* [JOB 1]
According to the data platform excerpt, how many years of food incident data are used to train the prediction model?
* [JOB 2]
Write out the part of the data platform excerpt that starts with "This component provides" and goes on through "visualization use cases.", word for word.

## START EXCERPT

For both of them the SGDClassifier was used, along with a TFIDF vectorizer. This API has endpoints for the generation of the model with a new train dataset and for the identification of hazard and product terms and is built using Flask framework for Python.

For the human curation part the Drupal 7.0 is used as the data curation system of the data platform. The curation system includes:

  • Feed importers to import the information that is collected and enriched

  • Data curation workflow with specific roles and access rights

  • Drupal rules for enriching and publishing information

  • Drupal exporter to publish the curated and reviewed information

5.6 Monitoring Components

This component provides insights and visibility into the health and status of data platform’s data clusters by tracking specific metrics in real time and sending alerts or notifications when readings exceed or fall below the set thresholds. Data collected from monitoring our data clusters can be stored, analyzed, and displayed in business intelligence and analytics dashboards and reports. The following software tools were used to monitor the health of the platform.

  • Logstash is an open-source data collection engine with real-time pipelining capabilities. Data flows through a Logstash pipeline in three stages: the input stage, the filter stage, and the output stage. Logstash can dynamically unify data from disparate sources and normalize the data into destinations of your choice. Clean and democratize all your data for diverse advanced downstream analytics and visualization use cases.

  • Kibana is an open-source data visualization and exploration tool used for log and time-series analytics, application monitoring, and operational intelligence use cases. It offers powerful and easy-to-use features such as histograms, line graphs, pie charts, heat maps, and built-in geospatial support. Also, it provides tight integration with Elasticsearch, which makes Kibana the default choice for visualizing the data stored in Elasticsearch.

  • Finally, we employ Metricbeat, i.e., the proposed tool for monitoring the scalability of Big Data platform, over the Elastic Stack to monitor and report our chosen metrics.

5.7 Intelligence Layer

The data platform includes an intelligence layer that is responsible for implementing the risk assessment and risk prediction algorithms using machine learning and deep learning methods [15].

Incident prediction module: Food incident data of the last 30 years is used to train a deep learning prediction model to predict food incidents in the future. The incidents’ dataset becomes available through the data API of the data platform. To that direction, a request to the data API is sent with the product (ingredient or material) for which we want to predict the incidents of the next 12 months. We can build prediction models for specific hazards and specific regions by filtering the result set with the country of interest and the hazard.

For the implementation of the prediction models that are based on the historical food safety incidents, Prophet is used [16]. Prophet is a procedure for forecasting time-series data based on an additive model where nonlinear trends are fit with yearly, weekly, and daily seasonality, plus holiday effects. It works best with time series that have strong seasonal effects and several seasons of historical data. Prophet is robust to missing data and shifts in the trend and typically handles outliers well.

Risk assessment module: For the implementation of risk estimation, we used a mathematical model that is based on the frequency of the incidents and the severity of the identified hazards in the incidents. The risk is estimated for all the possible product (ingredient, raw material) hazard pairs. Considering that the data platform includes more than 12,000 products (ingredients and materials) and more than 4300 hazards, the risk estimation should be conducted for a large number of pairs.

The risk assessment module can be used in the following ways:

  • A request to the risk API to calculate the risk for a specific ingredient, origin, and hazard. This option can be used every time that we need a risk estimation for a specific time point.

## END EXCERPT
## START MATERIAL SHOWN

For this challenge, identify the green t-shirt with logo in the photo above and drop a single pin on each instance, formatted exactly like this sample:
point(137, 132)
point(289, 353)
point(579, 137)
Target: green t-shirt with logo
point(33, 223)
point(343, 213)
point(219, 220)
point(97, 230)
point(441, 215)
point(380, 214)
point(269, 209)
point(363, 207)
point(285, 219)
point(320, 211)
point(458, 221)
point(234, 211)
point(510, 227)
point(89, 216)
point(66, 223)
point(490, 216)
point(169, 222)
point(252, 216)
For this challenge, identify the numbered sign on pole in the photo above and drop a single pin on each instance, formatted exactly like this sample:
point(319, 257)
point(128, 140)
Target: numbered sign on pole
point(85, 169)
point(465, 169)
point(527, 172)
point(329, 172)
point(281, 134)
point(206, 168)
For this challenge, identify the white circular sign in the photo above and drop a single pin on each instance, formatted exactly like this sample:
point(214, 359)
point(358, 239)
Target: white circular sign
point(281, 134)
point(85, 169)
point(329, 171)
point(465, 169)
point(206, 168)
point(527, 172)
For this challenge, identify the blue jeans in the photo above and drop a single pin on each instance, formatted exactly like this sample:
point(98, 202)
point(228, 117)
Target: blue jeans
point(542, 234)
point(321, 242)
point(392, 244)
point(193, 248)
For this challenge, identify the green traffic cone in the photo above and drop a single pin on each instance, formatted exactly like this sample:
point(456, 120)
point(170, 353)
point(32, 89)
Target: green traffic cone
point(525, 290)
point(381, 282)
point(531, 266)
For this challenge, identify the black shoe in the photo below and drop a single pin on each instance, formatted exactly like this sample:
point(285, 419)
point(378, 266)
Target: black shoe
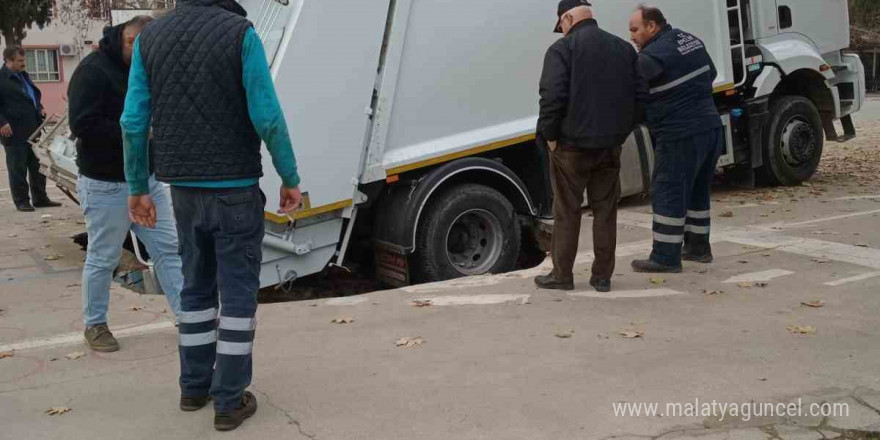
point(549, 282)
point(47, 204)
point(603, 286)
point(234, 419)
point(190, 404)
point(651, 266)
point(704, 258)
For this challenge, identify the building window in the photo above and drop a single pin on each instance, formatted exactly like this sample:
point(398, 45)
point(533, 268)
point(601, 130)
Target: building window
point(43, 65)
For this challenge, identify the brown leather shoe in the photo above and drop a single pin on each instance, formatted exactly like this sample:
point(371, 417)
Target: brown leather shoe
point(232, 420)
point(99, 338)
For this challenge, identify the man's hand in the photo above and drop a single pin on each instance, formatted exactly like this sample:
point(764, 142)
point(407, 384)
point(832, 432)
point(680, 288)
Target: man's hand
point(142, 211)
point(291, 199)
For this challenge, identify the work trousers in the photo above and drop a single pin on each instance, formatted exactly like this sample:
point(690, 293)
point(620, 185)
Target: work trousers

## END MATERIAL SHOWN

* [REPLY 1]
The last 30 years

* [REPLY 2]
This component provides insights and visibility into the health and status of data platform’s data clusters by tracking specific metrics in real time and sending alerts or notifications when readings exceed or fall below the set thresholds. Data collected from monitoring our data clusters can be stored, analyzed, and displayed in business intelligence and analytics dashboards and reports. The following software tools were used to monitor the health of the platform.

  • Logstash is an open-source data collection engine with real-time pipelining capabilities. Data flows through a Logstash pipeline in three stages: the input stage, the filter stage, and the output stage. Logstash can dynamically unify data from disparate sources and normalize the data into destinations of your choice. Clean and democratize all your data for diverse advanced downstream analytics and visualization use cases.